• Set task
Below is some data. Pull out every line of it that contains the word "carpet", matching case exactly, and copy each one in full.

• Material
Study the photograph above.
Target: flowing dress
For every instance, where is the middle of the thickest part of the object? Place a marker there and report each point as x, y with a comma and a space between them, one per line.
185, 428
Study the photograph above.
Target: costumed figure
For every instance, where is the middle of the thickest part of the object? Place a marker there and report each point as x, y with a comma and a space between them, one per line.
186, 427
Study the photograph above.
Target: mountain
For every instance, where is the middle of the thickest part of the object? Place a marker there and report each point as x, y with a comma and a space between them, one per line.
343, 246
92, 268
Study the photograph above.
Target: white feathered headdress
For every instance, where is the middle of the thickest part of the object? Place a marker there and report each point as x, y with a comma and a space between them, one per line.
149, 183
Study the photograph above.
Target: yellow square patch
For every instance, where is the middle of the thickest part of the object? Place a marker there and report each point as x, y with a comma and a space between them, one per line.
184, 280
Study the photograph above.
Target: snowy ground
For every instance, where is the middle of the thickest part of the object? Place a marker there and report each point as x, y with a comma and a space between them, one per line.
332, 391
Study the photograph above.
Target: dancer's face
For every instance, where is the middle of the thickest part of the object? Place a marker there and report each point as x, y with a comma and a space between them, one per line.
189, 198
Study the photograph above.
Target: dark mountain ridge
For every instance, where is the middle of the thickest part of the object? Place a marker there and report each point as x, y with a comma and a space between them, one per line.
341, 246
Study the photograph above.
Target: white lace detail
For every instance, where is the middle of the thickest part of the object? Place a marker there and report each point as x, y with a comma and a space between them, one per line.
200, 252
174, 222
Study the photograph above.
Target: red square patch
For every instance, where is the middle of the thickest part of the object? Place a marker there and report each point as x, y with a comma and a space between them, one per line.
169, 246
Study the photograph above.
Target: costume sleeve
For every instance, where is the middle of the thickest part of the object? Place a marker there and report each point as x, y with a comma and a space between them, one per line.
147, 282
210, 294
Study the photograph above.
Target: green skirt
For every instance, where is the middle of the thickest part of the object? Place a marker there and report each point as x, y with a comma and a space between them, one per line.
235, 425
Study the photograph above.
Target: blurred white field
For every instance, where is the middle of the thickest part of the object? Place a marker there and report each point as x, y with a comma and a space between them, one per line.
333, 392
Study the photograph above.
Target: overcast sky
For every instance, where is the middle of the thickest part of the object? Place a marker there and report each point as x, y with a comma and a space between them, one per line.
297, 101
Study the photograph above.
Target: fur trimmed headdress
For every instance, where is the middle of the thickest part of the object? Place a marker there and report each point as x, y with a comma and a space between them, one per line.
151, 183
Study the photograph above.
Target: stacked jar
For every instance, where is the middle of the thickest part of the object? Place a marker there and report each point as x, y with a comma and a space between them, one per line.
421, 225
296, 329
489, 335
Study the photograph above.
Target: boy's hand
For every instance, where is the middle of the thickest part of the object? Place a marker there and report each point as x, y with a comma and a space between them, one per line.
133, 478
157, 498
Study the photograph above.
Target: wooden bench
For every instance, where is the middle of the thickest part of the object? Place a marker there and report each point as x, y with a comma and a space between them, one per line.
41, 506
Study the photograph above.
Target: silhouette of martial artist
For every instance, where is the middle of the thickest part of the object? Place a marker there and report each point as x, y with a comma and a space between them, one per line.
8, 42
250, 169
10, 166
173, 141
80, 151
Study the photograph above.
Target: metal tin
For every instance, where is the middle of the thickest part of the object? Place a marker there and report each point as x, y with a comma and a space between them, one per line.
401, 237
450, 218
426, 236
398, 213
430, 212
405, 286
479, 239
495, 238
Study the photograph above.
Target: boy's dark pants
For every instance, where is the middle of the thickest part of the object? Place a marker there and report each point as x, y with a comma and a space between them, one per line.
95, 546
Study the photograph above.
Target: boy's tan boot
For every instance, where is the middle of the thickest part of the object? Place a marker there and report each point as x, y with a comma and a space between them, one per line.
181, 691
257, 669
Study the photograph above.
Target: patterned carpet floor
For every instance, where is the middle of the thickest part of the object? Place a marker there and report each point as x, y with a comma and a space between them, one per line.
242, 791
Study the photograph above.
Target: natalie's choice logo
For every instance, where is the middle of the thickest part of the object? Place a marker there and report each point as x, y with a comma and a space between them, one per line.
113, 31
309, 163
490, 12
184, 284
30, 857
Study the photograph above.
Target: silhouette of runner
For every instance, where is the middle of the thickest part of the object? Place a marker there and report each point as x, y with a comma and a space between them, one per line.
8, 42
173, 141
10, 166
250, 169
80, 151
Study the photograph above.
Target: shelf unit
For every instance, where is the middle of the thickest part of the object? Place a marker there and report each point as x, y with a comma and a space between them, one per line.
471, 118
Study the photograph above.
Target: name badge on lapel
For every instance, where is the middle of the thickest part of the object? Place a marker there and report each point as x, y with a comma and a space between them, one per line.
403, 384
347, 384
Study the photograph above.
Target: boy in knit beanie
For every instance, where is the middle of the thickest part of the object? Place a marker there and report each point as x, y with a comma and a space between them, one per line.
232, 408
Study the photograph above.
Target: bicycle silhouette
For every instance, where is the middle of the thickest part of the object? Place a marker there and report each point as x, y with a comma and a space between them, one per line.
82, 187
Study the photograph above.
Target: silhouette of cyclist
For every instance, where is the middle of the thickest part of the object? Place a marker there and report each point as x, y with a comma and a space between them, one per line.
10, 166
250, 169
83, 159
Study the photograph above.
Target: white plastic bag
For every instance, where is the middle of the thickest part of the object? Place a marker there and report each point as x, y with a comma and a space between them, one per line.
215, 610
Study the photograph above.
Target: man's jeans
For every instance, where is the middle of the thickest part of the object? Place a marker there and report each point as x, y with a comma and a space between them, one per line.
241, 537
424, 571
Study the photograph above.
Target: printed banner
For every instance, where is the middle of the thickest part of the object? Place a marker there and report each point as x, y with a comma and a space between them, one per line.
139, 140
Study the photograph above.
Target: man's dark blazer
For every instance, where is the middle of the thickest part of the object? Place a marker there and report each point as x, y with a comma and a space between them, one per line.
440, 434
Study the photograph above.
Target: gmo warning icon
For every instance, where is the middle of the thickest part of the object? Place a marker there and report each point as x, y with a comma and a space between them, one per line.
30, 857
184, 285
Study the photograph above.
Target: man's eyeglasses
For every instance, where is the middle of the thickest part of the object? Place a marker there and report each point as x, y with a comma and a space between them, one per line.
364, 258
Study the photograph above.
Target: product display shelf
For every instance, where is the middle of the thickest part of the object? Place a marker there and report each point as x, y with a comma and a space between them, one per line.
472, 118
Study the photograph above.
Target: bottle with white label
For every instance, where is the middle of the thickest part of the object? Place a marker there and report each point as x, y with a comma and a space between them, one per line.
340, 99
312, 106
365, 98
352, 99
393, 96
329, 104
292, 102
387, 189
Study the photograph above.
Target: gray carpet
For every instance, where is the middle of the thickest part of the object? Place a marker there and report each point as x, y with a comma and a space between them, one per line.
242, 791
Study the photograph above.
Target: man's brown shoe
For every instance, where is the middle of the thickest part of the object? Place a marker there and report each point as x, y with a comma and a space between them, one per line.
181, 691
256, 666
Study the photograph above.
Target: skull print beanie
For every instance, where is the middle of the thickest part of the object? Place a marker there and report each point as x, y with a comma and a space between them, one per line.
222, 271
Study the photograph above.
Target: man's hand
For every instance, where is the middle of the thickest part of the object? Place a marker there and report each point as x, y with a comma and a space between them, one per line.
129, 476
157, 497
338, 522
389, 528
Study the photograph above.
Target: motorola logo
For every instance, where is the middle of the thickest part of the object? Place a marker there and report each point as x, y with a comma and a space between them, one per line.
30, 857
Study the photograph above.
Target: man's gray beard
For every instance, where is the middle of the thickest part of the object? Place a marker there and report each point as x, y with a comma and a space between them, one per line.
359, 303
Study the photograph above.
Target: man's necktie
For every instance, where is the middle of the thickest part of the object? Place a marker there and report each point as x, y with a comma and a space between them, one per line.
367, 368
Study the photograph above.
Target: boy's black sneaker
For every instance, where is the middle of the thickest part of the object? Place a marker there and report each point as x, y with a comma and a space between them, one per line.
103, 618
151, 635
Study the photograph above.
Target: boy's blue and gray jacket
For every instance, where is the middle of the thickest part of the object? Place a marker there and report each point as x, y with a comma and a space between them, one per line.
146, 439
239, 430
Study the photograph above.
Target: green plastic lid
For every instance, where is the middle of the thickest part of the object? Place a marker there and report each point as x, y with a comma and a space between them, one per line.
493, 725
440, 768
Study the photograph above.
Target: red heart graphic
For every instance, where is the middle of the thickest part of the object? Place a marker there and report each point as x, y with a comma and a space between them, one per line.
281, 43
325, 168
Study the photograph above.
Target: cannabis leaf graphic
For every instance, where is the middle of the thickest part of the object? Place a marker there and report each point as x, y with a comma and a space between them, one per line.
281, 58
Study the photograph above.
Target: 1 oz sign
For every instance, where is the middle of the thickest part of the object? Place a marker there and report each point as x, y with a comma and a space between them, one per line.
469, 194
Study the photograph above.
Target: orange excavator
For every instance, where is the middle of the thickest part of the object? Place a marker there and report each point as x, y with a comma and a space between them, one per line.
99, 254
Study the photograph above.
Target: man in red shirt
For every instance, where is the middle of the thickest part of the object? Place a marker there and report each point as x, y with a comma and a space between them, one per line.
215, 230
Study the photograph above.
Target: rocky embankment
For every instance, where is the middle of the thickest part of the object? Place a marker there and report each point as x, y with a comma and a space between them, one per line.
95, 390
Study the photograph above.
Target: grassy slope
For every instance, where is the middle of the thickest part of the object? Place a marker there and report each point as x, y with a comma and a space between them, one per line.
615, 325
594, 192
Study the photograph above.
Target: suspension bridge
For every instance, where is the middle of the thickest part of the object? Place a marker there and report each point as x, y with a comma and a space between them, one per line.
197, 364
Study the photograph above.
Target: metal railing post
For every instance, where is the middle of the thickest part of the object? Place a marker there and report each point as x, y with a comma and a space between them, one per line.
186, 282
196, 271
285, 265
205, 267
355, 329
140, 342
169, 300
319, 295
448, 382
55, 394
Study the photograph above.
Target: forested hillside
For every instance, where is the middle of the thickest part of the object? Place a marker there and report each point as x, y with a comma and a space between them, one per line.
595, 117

• Solution
Target: patterned carpet floor
Target: gray carpet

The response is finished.